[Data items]
+ + + + + + +

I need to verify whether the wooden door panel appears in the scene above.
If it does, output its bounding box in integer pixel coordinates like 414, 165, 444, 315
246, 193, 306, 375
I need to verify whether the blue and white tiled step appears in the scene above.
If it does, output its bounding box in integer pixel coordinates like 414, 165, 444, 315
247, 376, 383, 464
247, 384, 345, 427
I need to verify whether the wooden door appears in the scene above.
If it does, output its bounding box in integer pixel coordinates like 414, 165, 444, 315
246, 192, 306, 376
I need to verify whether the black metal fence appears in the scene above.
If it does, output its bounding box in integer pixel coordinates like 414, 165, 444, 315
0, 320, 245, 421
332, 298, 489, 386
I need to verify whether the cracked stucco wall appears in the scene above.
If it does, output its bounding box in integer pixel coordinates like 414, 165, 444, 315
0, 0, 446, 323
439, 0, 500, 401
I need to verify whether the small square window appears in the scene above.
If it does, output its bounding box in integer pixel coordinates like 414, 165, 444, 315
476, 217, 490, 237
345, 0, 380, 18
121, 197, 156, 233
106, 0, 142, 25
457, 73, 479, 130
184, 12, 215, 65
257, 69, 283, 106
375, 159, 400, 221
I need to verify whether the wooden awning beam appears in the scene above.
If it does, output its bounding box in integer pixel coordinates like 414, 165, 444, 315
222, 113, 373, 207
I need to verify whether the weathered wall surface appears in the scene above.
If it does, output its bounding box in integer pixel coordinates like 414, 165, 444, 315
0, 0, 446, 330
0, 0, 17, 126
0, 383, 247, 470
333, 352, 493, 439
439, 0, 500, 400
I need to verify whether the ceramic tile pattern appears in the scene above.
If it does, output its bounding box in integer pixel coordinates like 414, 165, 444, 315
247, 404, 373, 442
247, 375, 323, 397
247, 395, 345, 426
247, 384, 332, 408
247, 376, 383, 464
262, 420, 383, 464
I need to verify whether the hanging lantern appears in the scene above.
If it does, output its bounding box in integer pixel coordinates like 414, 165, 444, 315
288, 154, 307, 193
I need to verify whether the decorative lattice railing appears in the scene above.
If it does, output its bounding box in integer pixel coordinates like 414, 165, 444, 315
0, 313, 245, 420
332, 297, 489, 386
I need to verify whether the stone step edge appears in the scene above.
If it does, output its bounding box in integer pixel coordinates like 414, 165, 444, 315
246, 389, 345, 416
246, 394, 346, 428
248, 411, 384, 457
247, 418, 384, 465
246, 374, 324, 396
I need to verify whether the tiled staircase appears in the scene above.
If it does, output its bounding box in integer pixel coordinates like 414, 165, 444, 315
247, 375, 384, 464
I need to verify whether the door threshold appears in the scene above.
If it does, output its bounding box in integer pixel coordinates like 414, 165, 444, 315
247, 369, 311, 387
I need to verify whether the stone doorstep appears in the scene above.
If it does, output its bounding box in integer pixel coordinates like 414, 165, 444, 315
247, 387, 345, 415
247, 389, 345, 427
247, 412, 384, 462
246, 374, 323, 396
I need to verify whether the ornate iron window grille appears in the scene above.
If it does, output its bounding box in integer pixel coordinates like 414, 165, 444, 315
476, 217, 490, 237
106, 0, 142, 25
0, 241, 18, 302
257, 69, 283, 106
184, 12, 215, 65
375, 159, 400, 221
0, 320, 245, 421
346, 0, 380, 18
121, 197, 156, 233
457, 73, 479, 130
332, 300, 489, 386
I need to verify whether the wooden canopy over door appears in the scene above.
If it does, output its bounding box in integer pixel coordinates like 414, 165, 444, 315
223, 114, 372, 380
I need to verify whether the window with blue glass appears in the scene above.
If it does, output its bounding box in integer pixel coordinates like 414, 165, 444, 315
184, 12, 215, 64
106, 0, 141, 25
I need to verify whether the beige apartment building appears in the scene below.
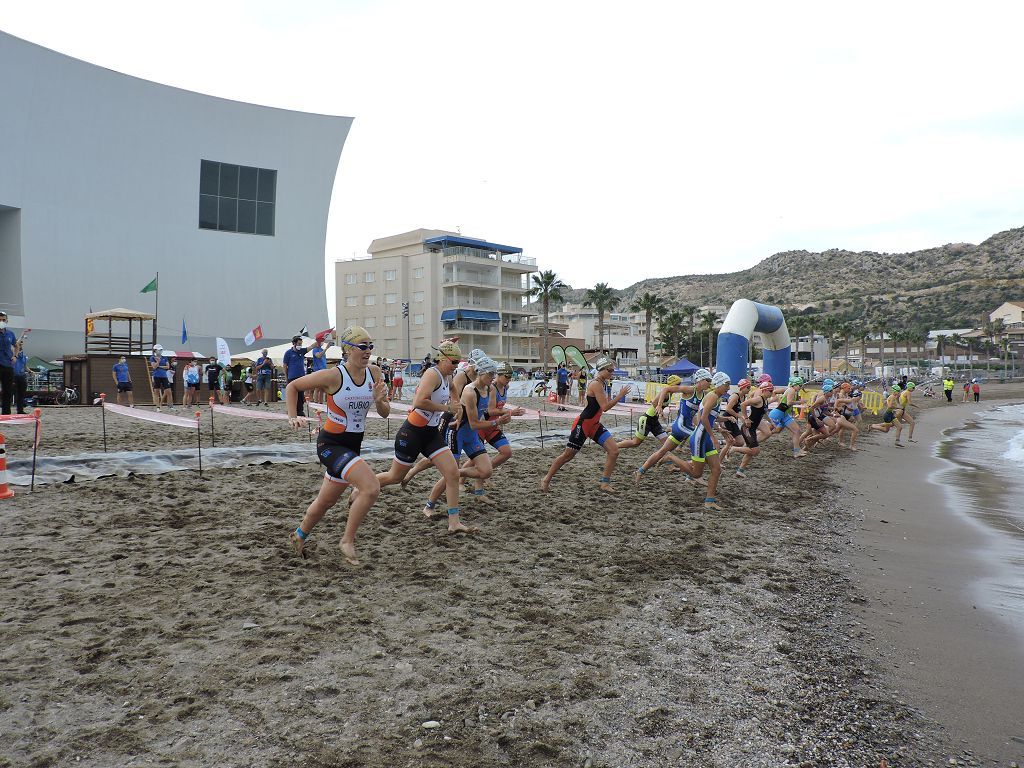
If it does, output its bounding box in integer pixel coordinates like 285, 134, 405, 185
335, 229, 540, 367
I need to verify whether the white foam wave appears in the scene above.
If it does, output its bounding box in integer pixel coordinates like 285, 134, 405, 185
1004, 432, 1024, 466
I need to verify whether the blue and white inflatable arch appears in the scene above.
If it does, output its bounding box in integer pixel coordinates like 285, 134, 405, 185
717, 299, 791, 385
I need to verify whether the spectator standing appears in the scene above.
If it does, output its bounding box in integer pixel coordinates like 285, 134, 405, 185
112, 354, 135, 408
182, 360, 201, 406
555, 362, 569, 411
204, 357, 223, 399
220, 366, 234, 406
256, 349, 273, 406
150, 344, 171, 411
0, 311, 17, 416
284, 336, 306, 416
14, 341, 29, 415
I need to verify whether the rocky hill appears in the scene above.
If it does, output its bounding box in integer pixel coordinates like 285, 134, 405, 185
571, 227, 1024, 328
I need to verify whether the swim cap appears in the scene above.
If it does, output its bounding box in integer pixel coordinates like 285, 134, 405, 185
338, 326, 372, 344
434, 339, 462, 360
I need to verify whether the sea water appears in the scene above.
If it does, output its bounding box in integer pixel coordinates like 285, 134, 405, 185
933, 403, 1024, 645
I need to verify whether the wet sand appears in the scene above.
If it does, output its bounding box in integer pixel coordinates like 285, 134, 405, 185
0, 399, 999, 768
835, 385, 1024, 765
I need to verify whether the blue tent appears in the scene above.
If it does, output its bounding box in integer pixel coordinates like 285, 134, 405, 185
662, 357, 698, 376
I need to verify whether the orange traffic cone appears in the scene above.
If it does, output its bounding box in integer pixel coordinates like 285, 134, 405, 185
0, 434, 14, 499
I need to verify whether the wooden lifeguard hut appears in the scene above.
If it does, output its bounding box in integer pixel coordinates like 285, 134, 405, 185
63, 308, 158, 404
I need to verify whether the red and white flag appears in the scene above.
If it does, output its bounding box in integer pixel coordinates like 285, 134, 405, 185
246, 326, 263, 347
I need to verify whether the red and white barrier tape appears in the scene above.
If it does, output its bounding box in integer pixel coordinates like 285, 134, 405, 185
103, 400, 199, 429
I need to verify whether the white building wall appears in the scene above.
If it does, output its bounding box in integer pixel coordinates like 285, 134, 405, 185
0, 33, 351, 356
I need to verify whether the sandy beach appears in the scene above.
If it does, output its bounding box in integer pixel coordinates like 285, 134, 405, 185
0, 393, 1019, 768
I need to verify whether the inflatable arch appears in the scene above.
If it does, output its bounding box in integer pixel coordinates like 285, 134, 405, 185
717, 299, 791, 385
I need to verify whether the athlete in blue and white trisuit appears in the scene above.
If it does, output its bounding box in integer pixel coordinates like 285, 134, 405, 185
633, 368, 712, 482
689, 371, 731, 510
768, 376, 807, 459
423, 357, 512, 530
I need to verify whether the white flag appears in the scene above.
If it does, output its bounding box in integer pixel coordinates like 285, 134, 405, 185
217, 336, 231, 367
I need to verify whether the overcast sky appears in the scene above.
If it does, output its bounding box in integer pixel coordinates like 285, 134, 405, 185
0, 0, 1024, 310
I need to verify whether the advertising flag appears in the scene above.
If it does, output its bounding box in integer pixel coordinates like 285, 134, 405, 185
217, 336, 231, 368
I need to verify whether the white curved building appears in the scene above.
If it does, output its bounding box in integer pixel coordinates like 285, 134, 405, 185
0, 32, 352, 358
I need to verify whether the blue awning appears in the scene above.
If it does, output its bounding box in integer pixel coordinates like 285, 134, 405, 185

+ + + + + + +

Find each line in the entries above that contains the string "arch", and copy every such line in full.

I need to verify whether the blue and white inflatable arch appears in the scene above.
I need to verify whether the inflatable arch appears in the scene above.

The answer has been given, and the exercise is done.